▸ **EXERCISE DIRECTIONS**
Lay out every line of the items below as a Markdown table with two columns, Row and Line. Number the rows and leave out blank lines.

▸ **DATA IN THIS EXERCISE**
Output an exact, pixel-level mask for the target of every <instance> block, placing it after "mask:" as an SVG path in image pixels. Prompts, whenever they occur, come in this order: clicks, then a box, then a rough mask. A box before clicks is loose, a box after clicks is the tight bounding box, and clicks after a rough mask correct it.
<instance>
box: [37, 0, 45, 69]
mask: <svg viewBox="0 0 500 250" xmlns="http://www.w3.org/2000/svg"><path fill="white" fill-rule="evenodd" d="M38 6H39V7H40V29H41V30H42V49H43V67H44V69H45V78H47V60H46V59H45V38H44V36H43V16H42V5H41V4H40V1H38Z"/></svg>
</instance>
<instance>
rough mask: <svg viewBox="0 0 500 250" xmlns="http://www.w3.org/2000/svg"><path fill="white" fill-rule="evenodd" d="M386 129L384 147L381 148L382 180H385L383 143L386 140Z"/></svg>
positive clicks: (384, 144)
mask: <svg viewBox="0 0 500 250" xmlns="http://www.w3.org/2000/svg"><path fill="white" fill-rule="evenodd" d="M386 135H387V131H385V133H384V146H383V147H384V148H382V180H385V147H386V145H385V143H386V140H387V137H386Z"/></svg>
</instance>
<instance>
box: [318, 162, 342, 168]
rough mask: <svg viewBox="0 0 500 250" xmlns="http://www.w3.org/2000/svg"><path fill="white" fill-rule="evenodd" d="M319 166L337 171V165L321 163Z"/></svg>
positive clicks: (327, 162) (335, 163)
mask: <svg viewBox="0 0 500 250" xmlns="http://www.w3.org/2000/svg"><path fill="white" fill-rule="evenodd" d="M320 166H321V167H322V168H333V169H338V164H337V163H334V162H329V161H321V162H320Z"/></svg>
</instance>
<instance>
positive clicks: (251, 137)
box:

▸ **RESPONSE AREA**
| Row | Line |
|---|---|
| 1 | Output an exact, pixel-level mask for the target of every <instance> block, placing it after "mask:" as an SVG path in image pixels. Prompts, whenever they occur, come in this order: clicks, then a box, then a rough mask. A box before clicks is loose, a box after clicks is the tight bounding box, and clicks after a rough mask correct it. |
| 2 | <instance> |
| 3 | box: [37, 0, 45, 69] |
| 4 | mask: <svg viewBox="0 0 500 250" xmlns="http://www.w3.org/2000/svg"><path fill="white" fill-rule="evenodd" d="M38 6H39V7H40V29H41V30H42V49H43V67H44V69H45V78H47V60H46V59H45V38H44V36H43V16H42V5H41V4H40V1H38Z"/></svg> |
| 5 | </instance> |
| 6 | <instance> |
| 7 | rough mask: <svg viewBox="0 0 500 250" xmlns="http://www.w3.org/2000/svg"><path fill="white" fill-rule="evenodd" d="M386 129L384 147L381 148L382 180H385L383 143L386 140Z"/></svg> |
| 8 | positive clicks: (384, 144) |
| 9 | mask: <svg viewBox="0 0 500 250" xmlns="http://www.w3.org/2000/svg"><path fill="white" fill-rule="evenodd" d="M386 135H387V131H385V133H384V146H383V147H384V148H382V180H385V147H386V145H385V143H386V140H387V137H386Z"/></svg> |
| 10 | </instance> |
| 11 | <instance> |
| 12 | box: [318, 162, 342, 168] |
| 13 | rough mask: <svg viewBox="0 0 500 250" xmlns="http://www.w3.org/2000/svg"><path fill="white" fill-rule="evenodd" d="M319 166L337 171V165L321 163Z"/></svg> |
| 14 | positive clicks: (327, 162) (335, 163) |
| 15 | mask: <svg viewBox="0 0 500 250" xmlns="http://www.w3.org/2000/svg"><path fill="white" fill-rule="evenodd" d="M320 166H321V167H322V168H333V169H338V164H337V163H334V162H329V161H321V162H320Z"/></svg> |
| 16 | </instance> |
| 17 | <instance> |
| 18 | positive clicks: (251, 137) |
| 19 | box: |